Ma andiamo con ordine.

Alla metà di ottobre, Pierluigi Biondi ha nominato Domenico de Nardis amministratore del Ctgs [qui], “una nomina pro-tempore, di transizione” sottolineò il primo cittadino; la missione del dirigente - venne spiegato - sarebbe consistita in una ricognizione (quella che in gergo viene definita due diligence) del bilancio e della situazione economico-finanziaria della società. Sarà un ‘commissario’, chiarì l’amministrazione attiva. Se non fosse che la fattispecie non è prevista dalle norme e, dunque, il dirigente comunale ha assunto, a tutti gli effetti, l’incarico di amministratore, e lo mantiene a tutt’oggi, sette mesi dopo.

“Una forzatura”, come riconobbe lo stesso Biondi d’altra parte, audito qualche settimana dopo in Commissione ‘Garanzia’; de Nardis riveste da mesi il ruolo di controllore, da dirigente comunale che, tra l’altro, all’epoca della nomina aveva la delega alle partecipate, e controllato, come amministratore di una società in house. Un’incompatibilità conclamata, evidentissima oltre i tecnicismi e i virtuosismi etimologici.

In doppia veste, de Nardis si presentò in Commissione col sindaco, spiegando che, dal punto di vista civilistico, le attività poste in essere da chi non è "reale rappresentante giuridico" di una società potrebbero essere sconfessate soltanto dal 'falso rappresentato', il Comune dell'Aquila in questo caso. Non solo. La situazione di predicata incompatibilità comportava che la funzione potesse essere assunta ma non conservata in caso di contestazione che avrebbe imposto, e imporrebbe ancora oggi, la decadenza dall'uno o dall'altra carica.

Ma è davvero così?

Stamane, la segretaria generale del Comune dell’Aquila, e responsabile dell’anticorruzione, Alessandra Macrì, ha chiarito di non aver trovato risposta nel codice civile sulla natura giuridica dell’incarico di commissario, ribadendo, in sostanza, che de Nardis, a tutti gli effetti, è amministratore della partecipata; ha assicurato, altresì, che non si esimerà dal compiere “una verifica puntuale sulla vicenda, producendo infine una relazione” che il consigliere Giustino Masciocco ha chiesto venga portata in Commissione entro dieci giorni, così da poterla assumere e discutere, poi, in Consiglio comunale.

Ha aggiunto - parole sue - che a L’Aquila “si fanno sempre le cose ingarbugliate, e non capisco perché”.

Evidente l’imbarazzo.

De Nardis è incompatibile e la sua nomina avrà inevitabili ripercussioni. Tuttavia, la segretaria generale ha spiegato che dovrà valutare, nei prossimi giorni, se la vicenda possa ricadere nella fattispecie prevista dal decreto legislativo 39 del 2013 o, piuttosto, del decreto legislativo 175 del 2016: vale l’una o l’altra, ha tenuto a spiegare. In un caso o nell’altro, le conseguenze sarebbero assai diverse per l’amministrazione attiva.

Inconferibilità o incompatibilità, è questo il punto.
━━━━━━━━━━━━━━━━
**Istruzione scritta 1:**
Rispondi a queste domande sul testo sulla nomina di Domenico de Nardis.
(a) Chi ha nominato de Nardis amministratore del Ctgs, e in quale periodo?
(b) Entro quanti giorni il consigliere Giustino Masciocco ha chiesto che la relazione venga portata in Commissione?
(c) Quali due decreti legislativi dovrà valutare la segretaria generale?
**Istruzione scritta 2:**
Trascrivi fedelmente il tratto del testo sulla nomina di Domenico de Nardis che va da "In doppia veste, de" fino a "o dall'altra carica.".

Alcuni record
━━━━━━━━━━━━━━━━
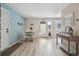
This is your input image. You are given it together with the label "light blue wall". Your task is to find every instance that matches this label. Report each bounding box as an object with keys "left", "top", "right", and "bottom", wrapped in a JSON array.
[{"left": 1, "top": 4, "right": 24, "bottom": 44}]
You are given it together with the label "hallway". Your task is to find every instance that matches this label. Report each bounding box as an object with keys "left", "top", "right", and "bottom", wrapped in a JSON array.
[{"left": 11, "top": 38, "right": 67, "bottom": 56}]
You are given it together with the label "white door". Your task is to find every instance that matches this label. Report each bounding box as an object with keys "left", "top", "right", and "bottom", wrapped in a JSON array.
[
  {"left": 1, "top": 7, "right": 10, "bottom": 51},
  {"left": 40, "top": 23, "right": 46, "bottom": 37}
]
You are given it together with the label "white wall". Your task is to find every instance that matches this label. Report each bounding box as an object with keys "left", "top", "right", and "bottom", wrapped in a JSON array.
[{"left": 24, "top": 18, "right": 60, "bottom": 37}]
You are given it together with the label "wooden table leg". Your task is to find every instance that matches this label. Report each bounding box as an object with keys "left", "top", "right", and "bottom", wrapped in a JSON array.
[
  {"left": 68, "top": 40, "right": 70, "bottom": 55},
  {"left": 76, "top": 41, "right": 78, "bottom": 55}
]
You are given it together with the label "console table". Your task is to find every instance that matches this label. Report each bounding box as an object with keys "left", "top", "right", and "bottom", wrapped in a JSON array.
[{"left": 56, "top": 34, "right": 79, "bottom": 55}]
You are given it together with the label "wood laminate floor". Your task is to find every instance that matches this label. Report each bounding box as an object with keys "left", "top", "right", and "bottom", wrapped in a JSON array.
[{"left": 11, "top": 38, "right": 67, "bottom": 56}]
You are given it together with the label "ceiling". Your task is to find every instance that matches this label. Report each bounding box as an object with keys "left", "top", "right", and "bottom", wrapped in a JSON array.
[{"left": 7, "top": 3, "right": 68, "bottom": 18}]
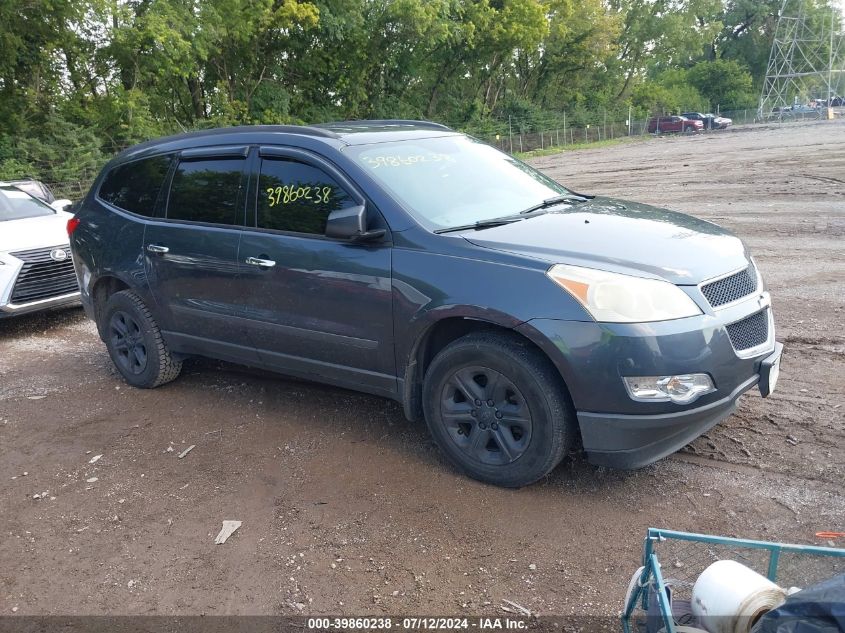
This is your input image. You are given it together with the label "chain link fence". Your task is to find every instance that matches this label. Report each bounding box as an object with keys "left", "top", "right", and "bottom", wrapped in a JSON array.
[
  {"left": 467, "top": 108, "right": 772, "bottom": 154},
  {"left": 41, "top": 108, "right": 845, "bottom": 202}
]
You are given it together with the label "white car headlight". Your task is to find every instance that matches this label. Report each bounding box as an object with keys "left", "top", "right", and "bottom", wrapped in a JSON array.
[{"left": 546, "top": 264, "right": 701, "bottom": 323}]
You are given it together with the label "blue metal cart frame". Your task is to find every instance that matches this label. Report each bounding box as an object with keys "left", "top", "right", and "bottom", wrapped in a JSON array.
[{"left": 622, "top": 528, "right": 845, "bottom": 633}]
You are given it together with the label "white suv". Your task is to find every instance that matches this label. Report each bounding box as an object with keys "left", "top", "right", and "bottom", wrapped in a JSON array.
[{"left": 0, "top": 182, "right": 79, "bottom": 318}]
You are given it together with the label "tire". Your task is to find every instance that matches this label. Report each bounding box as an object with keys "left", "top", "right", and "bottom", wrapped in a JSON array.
[
  {"left": 423, "top": 333, "right": 576, "bottom": 488},
  {"left": 98, "top": 290, "right": 182, "bottom": 389}
]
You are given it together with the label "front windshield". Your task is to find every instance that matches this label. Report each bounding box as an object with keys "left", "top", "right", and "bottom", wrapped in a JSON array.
[
  {"left": 344, "top": 135, "right": 570, "bottom": 230},
  {"left": 0, "top": 185, "right": 56, "bottom": 222}
]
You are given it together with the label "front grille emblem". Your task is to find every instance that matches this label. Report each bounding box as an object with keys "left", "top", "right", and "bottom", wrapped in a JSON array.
[{"left": 50, "top": 248, "right": 67, "bottom": 262}]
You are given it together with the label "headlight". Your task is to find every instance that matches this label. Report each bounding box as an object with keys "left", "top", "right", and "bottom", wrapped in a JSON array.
[
  {"left": 622, "top": 374, "right": 716, "bottom": 404},
  {"left": 546, "top": 264, "right": 701, "bottom": 323}
]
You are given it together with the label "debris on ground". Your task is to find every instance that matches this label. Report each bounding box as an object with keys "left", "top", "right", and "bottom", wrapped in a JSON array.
[
  {"left": 214, "top": 521, "right": 241, "bottom": 545},
  {"left": 500, "top": 598, "right": 531, "bottom": 617}
]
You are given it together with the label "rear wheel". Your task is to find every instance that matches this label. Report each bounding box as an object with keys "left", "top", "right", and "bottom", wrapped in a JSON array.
[
  {"left": 98, "top": 290, "right": 182, "bottom": 389},
  {"left": 423, "top": 333, "right": 575, "bottom": 488}
]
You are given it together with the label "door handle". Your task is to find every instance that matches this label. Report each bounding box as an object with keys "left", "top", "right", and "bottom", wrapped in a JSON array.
[{"left": 246, "top": 257, "right": 276, "bottom": 268}]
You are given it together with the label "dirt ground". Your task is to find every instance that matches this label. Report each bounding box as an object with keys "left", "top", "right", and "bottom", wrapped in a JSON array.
[{"left": 0, "top": 121, "right": 845, "bottom": 615}]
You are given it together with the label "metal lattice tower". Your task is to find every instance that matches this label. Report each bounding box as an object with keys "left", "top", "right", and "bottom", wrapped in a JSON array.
[{"left": 757, "top": 0, "right": 845, "bottom": 118}]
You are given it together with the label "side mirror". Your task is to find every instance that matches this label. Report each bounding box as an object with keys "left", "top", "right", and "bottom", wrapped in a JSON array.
[
  {"left": 326, "top": 204, "right": 385, "bottom": 242},
  {"left": 50, "top": 198, "right": 73, "bottom": 211}
]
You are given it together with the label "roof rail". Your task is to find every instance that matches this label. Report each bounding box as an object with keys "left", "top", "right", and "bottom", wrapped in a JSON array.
[{"left": 315, "top": 119, "right": 454, "bottom": 132}]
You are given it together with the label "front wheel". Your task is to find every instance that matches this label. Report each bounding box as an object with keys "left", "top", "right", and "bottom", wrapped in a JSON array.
[{"left": 423, "top": 333, "right": 576, "bottom": 488}]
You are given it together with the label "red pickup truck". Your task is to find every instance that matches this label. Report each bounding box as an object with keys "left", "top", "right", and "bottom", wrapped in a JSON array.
[{"left": 648, "top": 116, "right": 704, "bottom": 134}]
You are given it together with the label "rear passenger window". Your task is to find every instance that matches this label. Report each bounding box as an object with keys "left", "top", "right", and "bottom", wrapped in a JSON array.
[
  {"left": 99, "top": 155, "right": 173, "bottom": 216},
  {"left": 167, "top": 158, "right": 246, "bottom": 224},
  {"left": 258, "top": 159, "right": 356, "bottom": 235}
]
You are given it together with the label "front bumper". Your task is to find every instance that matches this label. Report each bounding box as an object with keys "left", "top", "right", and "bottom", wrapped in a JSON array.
[
  {"left": 0, "top": 247, "right": 80, "bottom": 319},
  {"left": 517, "top": 293, "right": 783, "bottom": 468}
]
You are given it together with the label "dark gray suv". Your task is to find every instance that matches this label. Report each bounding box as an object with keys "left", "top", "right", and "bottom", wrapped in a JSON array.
[{"left": 68, "top": 121, "right": 782, "bottom": 486}]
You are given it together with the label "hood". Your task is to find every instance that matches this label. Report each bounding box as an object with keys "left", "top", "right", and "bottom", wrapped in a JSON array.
[
  {"left": 0, "top": 211, "right": 73, "bottom": 253},
  {"left": 462, "top": 198, "right": 749, "bottom": 285}
]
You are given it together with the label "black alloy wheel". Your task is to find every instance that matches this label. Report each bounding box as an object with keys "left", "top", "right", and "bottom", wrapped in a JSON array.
[
  {"left": 440, "top": 366, "right": 532, "bottom": 465},
  {"left": 108, "top": 310, "right": 147, "bottom": 375}
]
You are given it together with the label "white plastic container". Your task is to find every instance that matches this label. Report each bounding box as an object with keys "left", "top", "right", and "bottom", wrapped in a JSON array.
[{"left": 691, "top": 560, "right": 786, "bottom": 633}]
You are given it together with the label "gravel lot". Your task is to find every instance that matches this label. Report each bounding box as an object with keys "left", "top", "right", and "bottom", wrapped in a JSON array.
[{"left": 0, "top": 121, "right": 845, "bottom": 615}]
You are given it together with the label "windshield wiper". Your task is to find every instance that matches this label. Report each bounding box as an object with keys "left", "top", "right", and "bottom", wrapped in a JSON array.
[
  {"left": 519, "top": 193, "right": 587, "bottom": 215},
  {"left": 434, "top": 215, "right": 525, "bottom": 233}
]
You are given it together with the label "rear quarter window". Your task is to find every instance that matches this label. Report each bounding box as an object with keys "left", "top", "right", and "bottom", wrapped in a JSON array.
[{"left": 98, "top": 155, "right": 173, "bottom": 216}]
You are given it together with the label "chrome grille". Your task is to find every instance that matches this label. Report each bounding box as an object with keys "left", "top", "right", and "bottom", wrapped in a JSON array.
[
  {"left": 11, "top": 246, "right": 79, "bottom": 305},
  {"left": 726, "top": 310, "right": 769, "bottom": 352},
  {"left": 701, "top": 265, "right": 757, "bottom": 308}
]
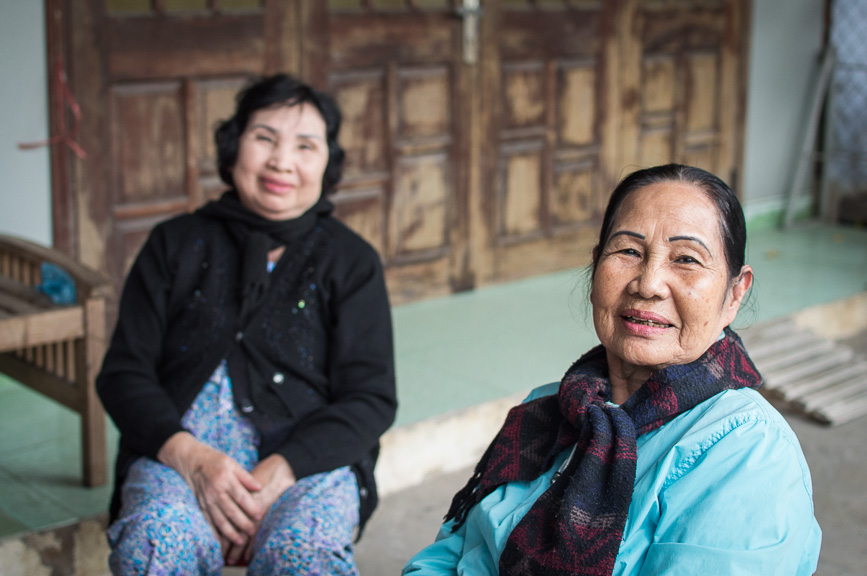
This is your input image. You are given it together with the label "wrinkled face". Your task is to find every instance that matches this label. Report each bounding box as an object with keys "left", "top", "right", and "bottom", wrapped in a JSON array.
[
  {"left": 232, "top": 103, "right": 328, "bottom": 220},
  {"left": 590, "top": 182, "right": 752, "bottom": 370}
]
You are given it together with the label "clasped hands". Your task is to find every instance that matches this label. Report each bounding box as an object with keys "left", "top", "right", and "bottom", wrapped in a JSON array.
[{"left": 157, "top": 432, "right": 295, "bottom": 566}]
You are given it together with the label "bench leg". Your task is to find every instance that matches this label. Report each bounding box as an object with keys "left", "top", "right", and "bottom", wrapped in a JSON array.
[{"left": 75, "top": 299, "right": 108, "bottom": 486}]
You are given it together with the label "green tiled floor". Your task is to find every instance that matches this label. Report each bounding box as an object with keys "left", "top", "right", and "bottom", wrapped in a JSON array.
[{"left": 0, "top": 226, "right": 867, "bottom": 537}]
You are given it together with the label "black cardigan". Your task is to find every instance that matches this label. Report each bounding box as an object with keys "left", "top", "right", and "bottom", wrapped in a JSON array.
[{"left": 96, "top": 214, "right": 397, "bottom": 519}]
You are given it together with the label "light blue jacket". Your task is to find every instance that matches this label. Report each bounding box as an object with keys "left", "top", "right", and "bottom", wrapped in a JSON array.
[{"left": 403, "top": 383, "right": 822, "bottom": 576}]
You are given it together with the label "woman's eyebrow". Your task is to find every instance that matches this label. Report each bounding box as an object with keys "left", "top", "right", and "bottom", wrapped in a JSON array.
[
  {"left": 250, "top": 124, "right": 278, "bottom": 136},
  {"left": 608, "top": 230, "right": 647, "bottom": 240},
  {"left": 298, "top": 134, "right": 325, "bottom": 142},
  {"left": 668, "top": 236, "right": 713, "bottom": 255}
]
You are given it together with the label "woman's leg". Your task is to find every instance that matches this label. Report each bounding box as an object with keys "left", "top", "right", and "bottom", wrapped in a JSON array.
[
  {"left": 249, "top": 467, "right": 358, "bottom": 576},
  {"left": 108, "top": 458, "right": 223, "bottom": 576},
  {"left": 108, "top": 362, "right": 259, "bottom": 575}
]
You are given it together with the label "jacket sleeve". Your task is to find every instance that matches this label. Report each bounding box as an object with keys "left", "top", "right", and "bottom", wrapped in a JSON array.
[
  {"left": 401, "top": 522, "right": 468, "bottom": 576},
  {"left": 641, "top": 419, "right": 821, "bottom": 576},
  {"left": 96, "top": 226, "right": 183, "bottom": 458},
  {"left": 277, "top": 244, "right": 397, "bottom": 478}
]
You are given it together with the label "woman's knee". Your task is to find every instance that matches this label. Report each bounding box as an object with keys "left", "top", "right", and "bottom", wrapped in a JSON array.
[{"left": 107, "top": 503, "right": 223, "bottom": 575}]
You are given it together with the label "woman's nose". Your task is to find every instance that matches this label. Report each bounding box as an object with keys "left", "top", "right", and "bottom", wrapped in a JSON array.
[
  {"left": 268, "top": 143, "right": 295, "bottom": 172},
  {"left": 628, "top": 262, "right": 668, "bottom": 300}
]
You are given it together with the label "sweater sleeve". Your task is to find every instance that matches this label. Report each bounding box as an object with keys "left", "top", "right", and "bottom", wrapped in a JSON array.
[
  {"left": 278, "top": 244, "right": 397, "bottom": 478},
  {"left": 641, "top": 412, "right": 821, "bottom": 576},
  {"left": 96, "top": 226, "right": 183, "bottom": 458}
]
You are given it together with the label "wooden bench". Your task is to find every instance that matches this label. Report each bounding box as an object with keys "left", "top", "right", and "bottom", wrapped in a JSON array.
[{"left": 0, "top": 235, "right": 111, "bottom": 486}]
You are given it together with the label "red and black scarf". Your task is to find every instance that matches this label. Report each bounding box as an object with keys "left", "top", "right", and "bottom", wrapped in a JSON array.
[{"left": 446, "top": 328, "right": 761, "bottom": 576}]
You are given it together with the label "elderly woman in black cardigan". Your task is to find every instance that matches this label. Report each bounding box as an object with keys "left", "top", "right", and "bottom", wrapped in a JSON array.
[{"left": 97, "top": 75, "right": 396, "bottom": 574}]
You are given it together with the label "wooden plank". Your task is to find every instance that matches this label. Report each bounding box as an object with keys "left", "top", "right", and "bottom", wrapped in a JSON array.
[
  {"left": 783, "top": 361, "right": 867, "bottom": 400},
  {"left": 765, "top": 346, "right": 853, "bottom": 389},
  {"left": 756, "top": 340, "right": 834, "bottom": 378},
  {"left": 0, "top": 276, "right": 54, "bottom": 308},
  {"left": 0, "top": 306, "right": 84, "bottom": 352},
  {"left": 75, "top": 299, "right": 108, "bottom": 486},
  {"left": 797, "top": 373, "right": 867, "bottom": 411},
  {"left": 814, "top": 393, "right": 867, "bottom": 426},
  {"left": 0, "top": 354, "right": 81, "bottom": 412},
  {"left": 0, "top": 292, "right": 42, "bottom": 314},
  {"left": 0, "top": 234, "right": 111, "bottom": 299}
]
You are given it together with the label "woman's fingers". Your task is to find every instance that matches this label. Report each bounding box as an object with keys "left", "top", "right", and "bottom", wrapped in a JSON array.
[
  {"left": 231, "top": 466, "right": 267, "bottom": 520},
  {"left": 224, "top": 538, "right": 252, "bottom": 566}
]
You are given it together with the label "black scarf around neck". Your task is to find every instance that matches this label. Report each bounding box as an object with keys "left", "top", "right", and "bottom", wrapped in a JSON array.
[
  {"left": 446, "top": 328, "right": 762, "bottom": 576},
  {"left": 197, "top": 190, "right": 334, "bottom": 326}
]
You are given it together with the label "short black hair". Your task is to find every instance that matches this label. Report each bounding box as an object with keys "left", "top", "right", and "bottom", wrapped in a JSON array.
[
  {"left": 214, "top": 74, "right": 344, "bottom": 195},
  {"left": 592, "top": 164, "right": 747, "bottom": 278}
]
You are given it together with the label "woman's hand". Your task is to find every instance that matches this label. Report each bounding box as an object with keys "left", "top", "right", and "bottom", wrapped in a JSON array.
[
  {"left": 157, "top": 432, "right": 262, "bottom": 552},
  {"left": 225, "top": 454, "right": 296, "bottom": 566}
]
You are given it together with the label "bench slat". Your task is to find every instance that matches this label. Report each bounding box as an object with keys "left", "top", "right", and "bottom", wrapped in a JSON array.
[{"left": 0, "top": 306, "right": 84, "bottom": 352}]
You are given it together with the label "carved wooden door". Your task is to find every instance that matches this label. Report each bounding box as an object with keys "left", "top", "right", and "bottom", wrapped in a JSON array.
[
  {"left": 475, "top": 0, "right": 618, "bottom": 282},
  {"left": 621, "top": 0, "right": 750, "bottom": 188},
  {"left": 327, "top": 0, "right": 472, "bottom": 303},
  {"left": 56, "top": 0, "right": 749, "bottom": 303},
  {"left": 471, "top": 0, "right": 749, "bottom": 282}
]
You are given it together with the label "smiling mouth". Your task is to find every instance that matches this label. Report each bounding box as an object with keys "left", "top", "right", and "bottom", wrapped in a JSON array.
[{"left": 623, "top": 316, "right": 671, "bottom": 328}]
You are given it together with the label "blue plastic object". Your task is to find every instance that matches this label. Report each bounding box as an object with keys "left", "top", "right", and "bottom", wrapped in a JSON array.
[{"left": 36, "top": 262, "right": 76, "bottom": 306}]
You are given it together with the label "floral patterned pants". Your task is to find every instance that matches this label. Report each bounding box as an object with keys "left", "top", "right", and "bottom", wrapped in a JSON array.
[{"left": 108, "top": 362, "right": 359, "bottom": 576}]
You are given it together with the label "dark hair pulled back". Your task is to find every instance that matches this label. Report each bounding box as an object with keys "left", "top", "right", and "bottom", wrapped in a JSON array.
[
  {"left": 592, "top": 164, "right": 747, "bottom": 278},
  {"left": 214, "top": 74, "right": 344, "bottom": 194}
]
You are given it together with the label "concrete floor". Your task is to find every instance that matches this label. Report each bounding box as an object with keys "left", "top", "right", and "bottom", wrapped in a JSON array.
[{"left": 357, "top": 331, "right": 867, "bottom": 576}]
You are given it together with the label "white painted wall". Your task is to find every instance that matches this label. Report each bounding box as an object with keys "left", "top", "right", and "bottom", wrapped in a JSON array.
[
  {"left": 742, "top": 0, "right": 823, "bottom": 221},
  {"left": 0, "top": 0, "right": 51, "bottom": 245}
]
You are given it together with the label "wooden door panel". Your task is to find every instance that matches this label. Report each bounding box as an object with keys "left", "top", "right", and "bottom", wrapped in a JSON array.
[
  {"left": 478, "top": 1, "right": 611, "bottom": 282},
  {"left": 104, "top": 13, "right": 266, "bottom": 80},
  {"left": 109, "top": 82, "right": 187, "bottom": 210},
  {"left": 497, "top": 140, "right": 544, "bottom": 244},
  {"left": 623, "top": 0, "right": 744, "bottom": 185},
  {"left": 328, "top": 1, "right": 466, "bottom": 302},
  {"left": 387, "top": 153, "right": 450, "bottom": 261},
  {"left": 61, "top": 0, "right": 749, "bottom": 310}
]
━━━━━━━━━━━━━━━━
**Risposta 1:**
(a) Lo ha nominato Pierluigi Biondi, alla metà di ottobre.
(b) Entro dieci giorni.
(c) Il decreto legislativo 39 del 2013 e il decreto legislativo 175 del 2016.

**Risposta 2:**
In doppia veste, de Nardis si presentò in Commissione col sindaco, spiegando che, dal punto di vista civilistico, le attività poste in essere da chi non è "reale rappresentante giuridico" di una società potrebbero essere sconfessate soltanto dal 'falso rappresentato', il Comune dell'Aquila in questo caso. Non solo. La situazione di predicata incompatibilità comportava che la funzione potesse essere assunta ma non conservata in caso di contestazione che avrebbe imposto, e imporrebbe ancora oggi, la decadenza dall'uno o dall'altra carica.